Graham Rowell Huesmann

Epileptologist/Neurologist, Carle Foundation Hospital
Research Asst. Professor
Department of Molecular and Integrative Physiology,
Affiliate College of Medicine
Affiliate Neuroscience Program,
Affiliate Beckman Institute

Research Topics

Drug Discovery, Enzymology, Imaging, Ion Channels, Membrane Biology, Neurobiology, Protein Dynamics, Signal Transduction

Education

B.S. 1993 University of Oregon
Ph.D. 2005 University of Illinois Urbana-Champaign, Neuroscience Program
M.D. 2007 University of Illinois College of medicine, Medical Scholars MD/PhD program at UIUC 1996 – 2005

Residency 2008 -2011 Neurology Residency, Partners Neurology, Massachusetts General Hospital, Brigham and Women’s Hospital, Harvard Medical School.

Fellowship 2011-2013 Epilepsy Fellowship, Massachusetts General Hospital, Harvard Medical School.

Postdoc. 2010-2013 Postdoctoral research on caspase-3 regulation. Laboratory of Dr. Rudolph Tanzi. MIND institute, Department of Neurology, Massachusetts General Hospital/ Harvard Medical School.

The mechanisms and treatment of epileptogenesis in adult onset epilepsy and the overlap between epileptic encephalopathy and Alzheimers disease.

My lab currently investigates mechanisms of both acquired and congenital adult onset epilepsy with both translational clinical studies and basic science. Caspase-3 has increased expression in epileptogenic tissue and is a potential target for pharmacologic intervention to limit epileptogensis and seizures. Caspase-3 has been shown to modulate amyloid precursor protein processing and amyloid protein is also highly expressed in the brain tissue of patients with epilepsy. Investigation into the overlaps between epileptic encephalopathy and Alzheimer’s disease may yield novel mechanisms and treatments for both conditions. As a non-lethal role for caspase-3 becomes better appreciated it may mean that activation of Caspase-3 may be a powerful novel mechanism to prevent seizures. It’s high level of expression in both epileptic and Alzheimer’s brain tissue may reflect a defense mechanism rather then a pathology of the condition.

**INFORMATION PROVIDED:**
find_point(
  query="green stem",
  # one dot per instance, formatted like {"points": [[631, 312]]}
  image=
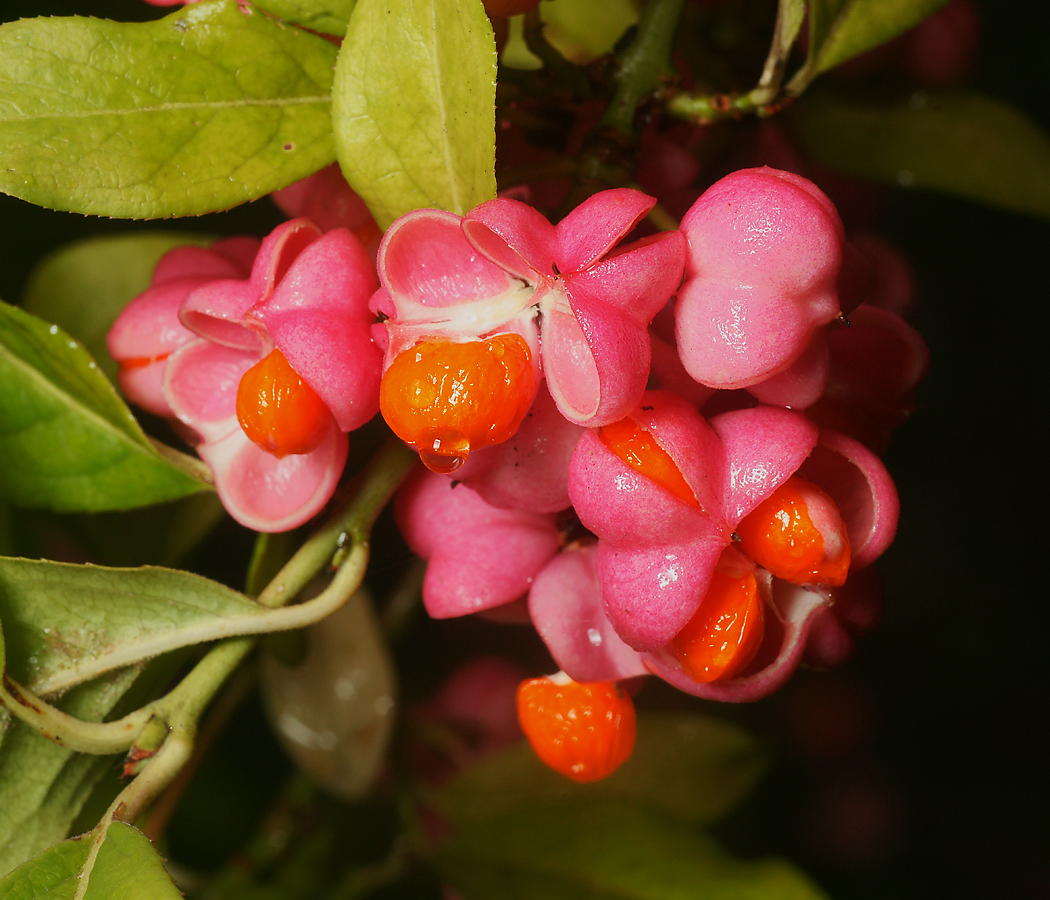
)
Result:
{"points": [[646, 64], [98, 737], [347, 532], [378, 483]]}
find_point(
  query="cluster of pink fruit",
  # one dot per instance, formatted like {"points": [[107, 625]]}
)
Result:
{"points": [[663, 453]]}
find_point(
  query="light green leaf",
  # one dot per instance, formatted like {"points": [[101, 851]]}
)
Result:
{"points": [[841, 29], [43, 786], [791, 16], [204, 109], [66, 624], [327, 16], [694, 768], [613, 852], [6, 529], [414, 106], [67, 441], [83, 286], [582, 30], [50, 876], [126, 866], [953, 142]]}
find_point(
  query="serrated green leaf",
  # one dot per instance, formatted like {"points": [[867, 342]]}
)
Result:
{"points": [[207, 108], [66, 624], [327, 16], [83, 286], [414, 106], [67, 441], [953, 142], [841, 29], [694, 768], [610, 852], [127, 866]]}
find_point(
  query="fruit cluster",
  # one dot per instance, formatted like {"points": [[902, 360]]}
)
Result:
{"points": [[664, 453]]}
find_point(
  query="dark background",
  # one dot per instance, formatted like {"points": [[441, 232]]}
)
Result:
{"points": [[920, 768]]}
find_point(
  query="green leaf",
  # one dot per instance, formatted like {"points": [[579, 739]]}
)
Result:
{"points": [[43, 786], [161, 535], [67, 441], [841, 29], [953, 142], [66, 624], [50, 876], [83, 286], [198, 111], [612, 852], [126, 866], [328, 16], [694, 768], [582, 30], [414, 106]]}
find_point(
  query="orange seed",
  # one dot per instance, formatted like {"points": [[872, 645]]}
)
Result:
{"points": [[634, 446], [278, 411], [583, 731], [447, 398], [798, 535], [727, 630]]}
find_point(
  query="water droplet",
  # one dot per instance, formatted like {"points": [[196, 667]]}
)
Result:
{"points": [[441, 464]]}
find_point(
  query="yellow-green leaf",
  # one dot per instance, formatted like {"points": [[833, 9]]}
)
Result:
{"points": [[414, 106]]}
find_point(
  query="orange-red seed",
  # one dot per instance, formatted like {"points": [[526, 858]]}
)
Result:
{"points": [[583, 731], [634, 446], [278, 411], [723, 635], [780, 535], [447, 398]]}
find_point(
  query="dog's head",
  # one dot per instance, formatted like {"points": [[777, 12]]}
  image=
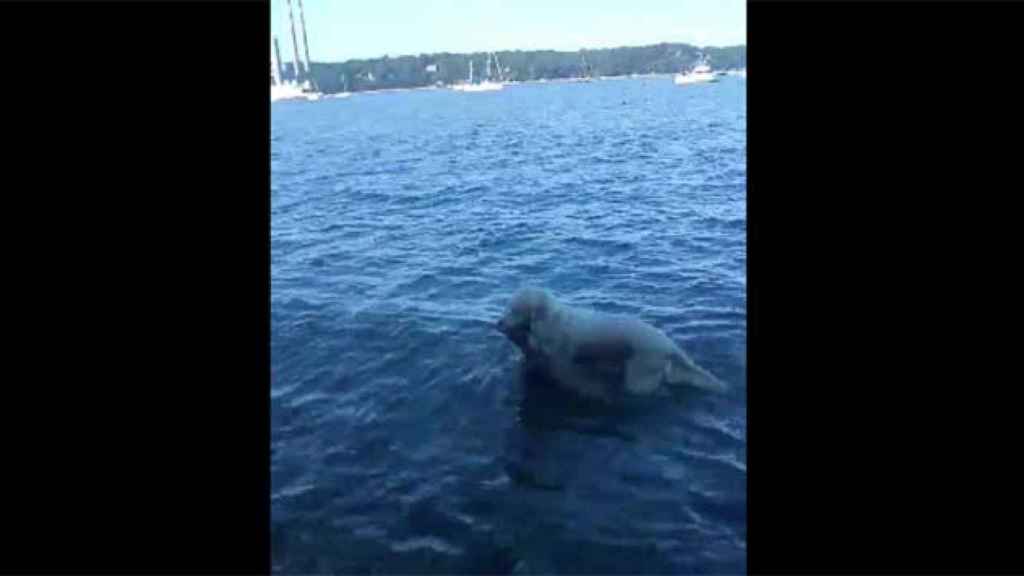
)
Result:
{"points": [[527, 306]]}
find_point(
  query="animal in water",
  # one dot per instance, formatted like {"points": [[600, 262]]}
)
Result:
{"points": [[598, 355]]}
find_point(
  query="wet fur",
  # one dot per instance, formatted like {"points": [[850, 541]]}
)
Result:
{"points": [[597, 355]]}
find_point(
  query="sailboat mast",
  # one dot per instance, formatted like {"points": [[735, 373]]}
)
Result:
{"points": [[501, 73], [279, 75], [305, 40], [295, 43]]}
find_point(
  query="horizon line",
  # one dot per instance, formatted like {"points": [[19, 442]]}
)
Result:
{"points": [[520, 50]]}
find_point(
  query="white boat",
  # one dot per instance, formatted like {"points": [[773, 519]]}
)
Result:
{"points": [[286, 91], [485, 86], [699, 74], [282, 89]]}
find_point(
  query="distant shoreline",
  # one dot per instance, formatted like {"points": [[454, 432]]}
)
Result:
{"points": [[435, 71]]}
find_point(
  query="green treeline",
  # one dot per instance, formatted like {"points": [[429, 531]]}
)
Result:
{"points": [[442, 69]]}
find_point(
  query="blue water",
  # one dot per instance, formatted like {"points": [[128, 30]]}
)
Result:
{"points": [[404, 437]]}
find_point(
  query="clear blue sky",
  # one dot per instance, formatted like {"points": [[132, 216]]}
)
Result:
{"points": [[340, 30]]}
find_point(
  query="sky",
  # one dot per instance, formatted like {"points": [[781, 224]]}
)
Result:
{"points": [[341, 30]]}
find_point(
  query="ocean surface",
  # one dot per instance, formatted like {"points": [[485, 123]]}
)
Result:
{"points": [[406, 438]]}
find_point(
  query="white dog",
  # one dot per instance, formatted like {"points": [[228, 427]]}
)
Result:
{"points": [[595, 354]]}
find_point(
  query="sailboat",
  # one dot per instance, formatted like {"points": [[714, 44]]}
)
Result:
{"points": [[299, 87], [484, 86], [280, 88], [588, 75]]}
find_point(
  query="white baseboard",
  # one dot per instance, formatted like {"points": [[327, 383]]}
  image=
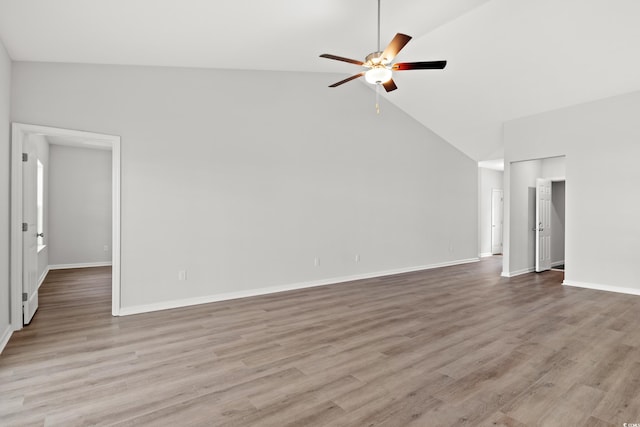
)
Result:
{"points": [[44, 276], [599, 287], [517, 272], [4, 339], [166, 305], [80, 265]]}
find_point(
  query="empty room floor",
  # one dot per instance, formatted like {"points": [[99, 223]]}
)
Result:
{"points": [[449, 346]]}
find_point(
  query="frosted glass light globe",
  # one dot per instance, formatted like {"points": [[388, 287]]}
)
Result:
{"points": [[378, 75]]}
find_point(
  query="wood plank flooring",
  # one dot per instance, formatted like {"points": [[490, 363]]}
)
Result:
{"points": [[455, 346]]}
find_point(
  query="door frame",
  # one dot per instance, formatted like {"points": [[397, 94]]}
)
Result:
{"points": [[19, 132]]}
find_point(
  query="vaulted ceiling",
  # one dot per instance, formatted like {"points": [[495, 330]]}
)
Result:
{"points": [[506, 58]]}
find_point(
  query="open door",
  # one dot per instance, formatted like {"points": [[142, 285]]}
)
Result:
{"points": [[543, 224], [30, 233]]}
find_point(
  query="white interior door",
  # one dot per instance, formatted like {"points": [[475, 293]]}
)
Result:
{"points": [[497, 209], [543, 224], [30, 233]]}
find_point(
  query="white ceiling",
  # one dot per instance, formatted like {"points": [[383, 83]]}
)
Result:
{"points": [[506, 58]]}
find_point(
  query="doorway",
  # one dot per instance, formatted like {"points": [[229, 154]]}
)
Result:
{"points": [[520, 254], [22, 285]]}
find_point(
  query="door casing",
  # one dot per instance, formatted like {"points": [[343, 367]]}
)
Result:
{"points": [[19, 132]]}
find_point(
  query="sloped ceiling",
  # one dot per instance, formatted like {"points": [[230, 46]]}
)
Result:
{"points": [[506, 58]]}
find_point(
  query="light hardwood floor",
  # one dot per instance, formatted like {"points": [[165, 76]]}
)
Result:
{"points": [[450, 346]]}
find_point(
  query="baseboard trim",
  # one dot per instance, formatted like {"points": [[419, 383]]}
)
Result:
{"points": [[167, 305], [6, 335], [517, 272], [43, 276], [599, 287], [80, 265]]}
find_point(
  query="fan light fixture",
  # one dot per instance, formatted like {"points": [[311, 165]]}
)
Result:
{"points": [[378, 75], [379, 64]]}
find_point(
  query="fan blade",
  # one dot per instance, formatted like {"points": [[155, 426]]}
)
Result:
{"points": [[348, 79], [424, 65], [389, 85], [340, 58], [398, 42]]}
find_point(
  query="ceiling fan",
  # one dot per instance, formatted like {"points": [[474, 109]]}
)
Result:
{"points": [[379, 63]]}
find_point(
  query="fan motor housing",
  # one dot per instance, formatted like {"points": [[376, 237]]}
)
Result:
{"points": [[375, 58]]}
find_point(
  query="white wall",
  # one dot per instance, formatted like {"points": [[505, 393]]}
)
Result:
{"points": [[557, 222], [243, 178], [80, 212], [5, 163], [42, 151], [488, 180], [601, 141], [522, 201]]}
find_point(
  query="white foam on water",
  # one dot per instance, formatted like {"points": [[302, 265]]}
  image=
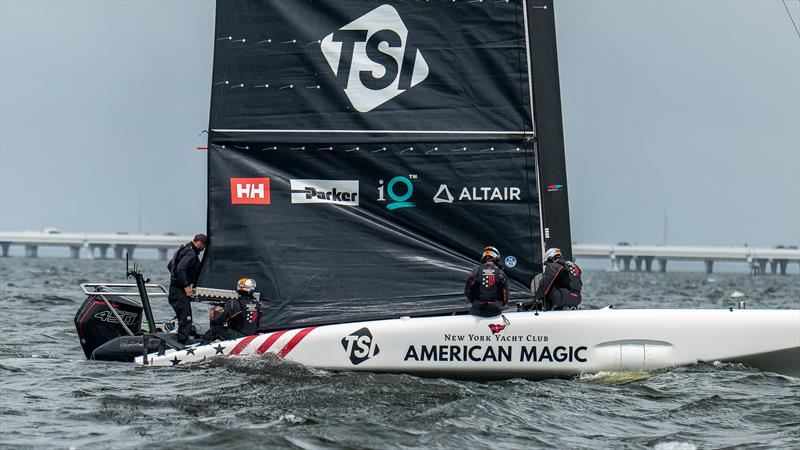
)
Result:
{"points": [[675, 446]]}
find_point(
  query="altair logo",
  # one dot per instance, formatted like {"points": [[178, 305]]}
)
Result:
{"points": [[399, 195], [371, 59]]}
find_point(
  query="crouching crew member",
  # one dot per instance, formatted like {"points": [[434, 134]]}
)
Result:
{"points": [[236, 317], [487, 286], [560, 285]]}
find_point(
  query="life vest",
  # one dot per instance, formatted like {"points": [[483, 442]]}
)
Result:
{"points": [[488, 278], [248, 319], [574, 273]]}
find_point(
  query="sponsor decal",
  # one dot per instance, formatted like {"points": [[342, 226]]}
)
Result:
{"points": [[371, 59], [336, 192], [443, 195], [496, 328], [478, 194], [360, 346], [250, 191], [128, 318], [399, 189]]}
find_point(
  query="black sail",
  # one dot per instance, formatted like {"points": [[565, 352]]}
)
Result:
{"points": [[362, 153]]}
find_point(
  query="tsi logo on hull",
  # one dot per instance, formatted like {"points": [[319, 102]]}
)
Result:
{"points": [[360, 346], [336, 192], [372, 60], [252, 191]]}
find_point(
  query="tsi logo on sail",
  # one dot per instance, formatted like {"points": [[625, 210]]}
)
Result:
{"points": [[372, 60], [253, 191], [337, 192]]}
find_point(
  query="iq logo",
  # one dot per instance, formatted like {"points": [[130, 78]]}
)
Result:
{"points": [[360, 346], [399, 189], [372, 60]]}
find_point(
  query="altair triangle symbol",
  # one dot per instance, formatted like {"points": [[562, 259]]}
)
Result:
{"points": [[443, 195]]}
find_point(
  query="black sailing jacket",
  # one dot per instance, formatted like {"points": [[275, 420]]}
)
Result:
{"points": [[185, 266]]}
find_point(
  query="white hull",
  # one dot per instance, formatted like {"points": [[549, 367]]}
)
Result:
{"points": [[550, 344]]}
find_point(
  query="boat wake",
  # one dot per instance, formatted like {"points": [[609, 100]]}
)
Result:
{"points": [[614, 378]]}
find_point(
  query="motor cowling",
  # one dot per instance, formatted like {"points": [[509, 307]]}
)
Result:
{"points": [[96, 324]]}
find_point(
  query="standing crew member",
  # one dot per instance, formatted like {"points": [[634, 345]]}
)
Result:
{"points": [[236, 317], [487, 286], [184, 267], [560, 285]]}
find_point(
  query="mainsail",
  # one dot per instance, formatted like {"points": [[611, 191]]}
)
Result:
{"points": [[362, 153]]}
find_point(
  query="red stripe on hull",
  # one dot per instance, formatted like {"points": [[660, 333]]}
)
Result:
{"points": [[268, 343], [294, 341], [241, 345]]}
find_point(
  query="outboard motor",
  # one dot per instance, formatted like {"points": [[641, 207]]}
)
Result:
{"points": [[97, 325], [109, 322]]}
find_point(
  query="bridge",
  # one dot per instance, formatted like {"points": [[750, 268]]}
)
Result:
{"points": [[622, 257], [97, 244], [640, 257]]}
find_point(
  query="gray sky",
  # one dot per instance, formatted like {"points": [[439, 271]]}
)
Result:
{"points": [[692, 107]]}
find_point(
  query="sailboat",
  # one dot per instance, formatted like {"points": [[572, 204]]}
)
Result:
{"points": [[360, 154]]}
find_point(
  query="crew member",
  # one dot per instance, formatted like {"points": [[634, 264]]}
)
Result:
{"points": [[487, 286], [236, 317], [560, 285], [184, 267]]}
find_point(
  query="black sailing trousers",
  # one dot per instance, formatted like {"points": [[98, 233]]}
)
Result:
{"points": [[183, 310]]}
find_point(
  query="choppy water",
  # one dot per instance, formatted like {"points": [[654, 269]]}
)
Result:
{"points": [[53, 397]]}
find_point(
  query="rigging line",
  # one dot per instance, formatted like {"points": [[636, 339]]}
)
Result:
{"points": [[791, 18]]}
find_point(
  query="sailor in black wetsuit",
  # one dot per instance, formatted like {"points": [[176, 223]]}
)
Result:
{"points": [[184, 267], [236, 317], [487, 286], [560, 285]]}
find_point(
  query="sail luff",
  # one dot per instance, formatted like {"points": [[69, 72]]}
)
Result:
{"points": [[547, 113]]}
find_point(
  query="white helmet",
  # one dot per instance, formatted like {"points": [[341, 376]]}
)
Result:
{"points": [[246, 285], [552, 254]]}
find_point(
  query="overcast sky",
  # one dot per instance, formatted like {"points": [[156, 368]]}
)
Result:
{"points": [[686, 107]]}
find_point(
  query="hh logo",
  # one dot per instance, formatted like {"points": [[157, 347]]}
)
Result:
{"points": [[372, 60], [254, 191], [360, 346]]}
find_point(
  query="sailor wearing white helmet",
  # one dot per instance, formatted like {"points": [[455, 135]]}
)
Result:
{"points": [[236, 317], [487, 286]]}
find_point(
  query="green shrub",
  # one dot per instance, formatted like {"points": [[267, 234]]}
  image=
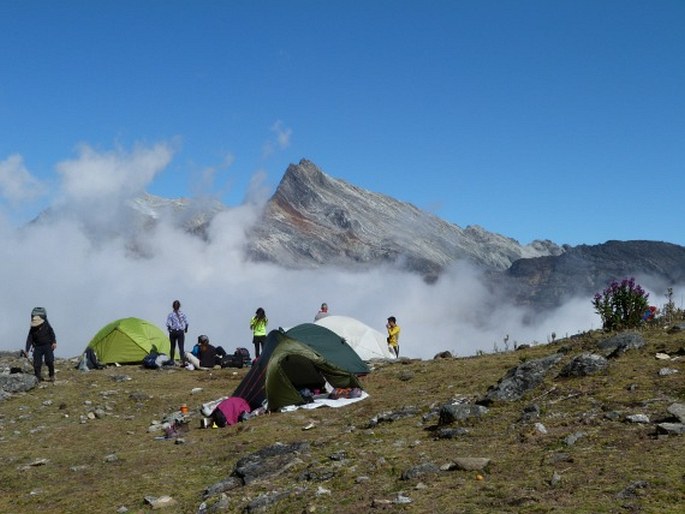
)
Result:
{"points": [[621, 305]]}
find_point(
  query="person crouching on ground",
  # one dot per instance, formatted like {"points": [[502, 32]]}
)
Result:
{"points": [[393, 336], [207, 354], [42, 339]]}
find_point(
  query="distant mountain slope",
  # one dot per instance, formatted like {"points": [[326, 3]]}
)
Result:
{"points": [[585, 270], [314, 219]]}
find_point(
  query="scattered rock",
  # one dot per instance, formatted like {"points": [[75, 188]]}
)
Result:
{"points": [[390, 416], [530, 412], [17, 382], [664, 372], [540, 428], [632, 489], [520, 380], [584, 364], [637, 418], [460, 412], [468, 464], [621, 343], [229, 484], [270, 461], [671, 428], [450, 433], [678, 410], [418, 471], [572, 439], [556, 478], [159, 502], [405, 376]]}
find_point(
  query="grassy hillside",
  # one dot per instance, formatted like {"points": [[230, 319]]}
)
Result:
{"points": [[82, 444]]}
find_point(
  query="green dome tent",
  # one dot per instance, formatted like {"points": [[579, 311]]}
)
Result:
{"points": [[128, 341], [306, 356]]}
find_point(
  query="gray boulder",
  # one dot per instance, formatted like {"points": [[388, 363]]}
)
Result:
{"points": [[678, 410], [17, 382], [459, 412], [621, 343], [584, 364], [521, 379], [270, 461]]}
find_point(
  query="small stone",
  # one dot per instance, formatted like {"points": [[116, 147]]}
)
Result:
{"points": [[637, 418]]}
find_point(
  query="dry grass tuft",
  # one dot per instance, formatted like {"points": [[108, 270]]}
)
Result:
{"points": [[112, 461]]}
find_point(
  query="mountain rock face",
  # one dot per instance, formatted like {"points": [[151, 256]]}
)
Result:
{"points": [[314, 219]]}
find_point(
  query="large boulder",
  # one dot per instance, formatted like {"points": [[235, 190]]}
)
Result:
{"points": [[521, 379]]}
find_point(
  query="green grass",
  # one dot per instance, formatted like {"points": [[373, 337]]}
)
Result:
{"points": [[610, 456]]}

**WHAT YOU WILL DO:**
(a) In the Huesmann faculty profile, rewrite the passage between "Residency 2008 -2011" and "Hospital/ Harvard Medical School.", inclusive, replacing "Harvard Medical School" with "HMS".
(b) Answer these questions from the Huesmann faculty profile:
(i) In what year, and from which university, did he earn his B.S.?
(ii) In whose laboratory did he do his postdoctoral research?
(iii) Which protein does the profile say has increased expression in epileptogenic tissue?
(c) Continue the Huesmann faculty profile from its last sentence.

**ANSWERS TO THIS EXERCISE:**
(a)
Residency 2008 -2011 Neurology Residency, Partners Neurology, Massachusetts General Hospital, Brigham and Women’s Hospital, HMS.

Fellowship 2011-2013 Epilepsy Fellowship, Massachusetts General Hospital, HMS.

Postdoc. 2010-2013 Postdoctoral research on caspase-3 regulation. Laboratory of Dr. Rudolph Tanzi. MIND institute, Department of Neurology, Massachusetts General Hospital/ HMS.

(b)
(i) 1993, University of Oregon
(ii) Dr. Rudolph Tanzi
(iii) Caspase-3

(c)
As amyloid is known to require action potential activity for processing from precursor to amyloid beta and alpha, it is hypothesized that amyloid concentration in the cerebral spinal fluid could be used as a biomarker of seizure. Currently in medicine there are no biomarkers for seizure activity with a high enough sensitivity and specificity to be clinically dependable. As well, it may be the concentrations of the APP products are markers for epileptogenesis, with different ratios in a first time seizure compared to years of seizures. We are analyzing tissue samples from patients to address these questions.

Another are of interest in the lab is in honing identification of seizure onset zones in patients with epilepsy who are potential surgical resection candidates. The most common surgical resection is temporal done for mesial temporal sclerosis (MTS). As MTS progresses it erodes a patient’s capacity for short term memory, a function that does not recover even with a successful surgery. Identifying patients early, before significant damage has been done by the seizures, for curative surgery is a goal of the epilepsy treatment community. Early curative surgery improves patient’s lives, ability to work, drive and have meaningful home lives. Current techniques are dependent on identifying the seizure onset zone only after significant pathology and injury have occurred. We are using a novel imaging technique, magnetic resonance elastography (MRE) along with neuro-psychological tasks to see if this new technique can identify the area of deficit earlier.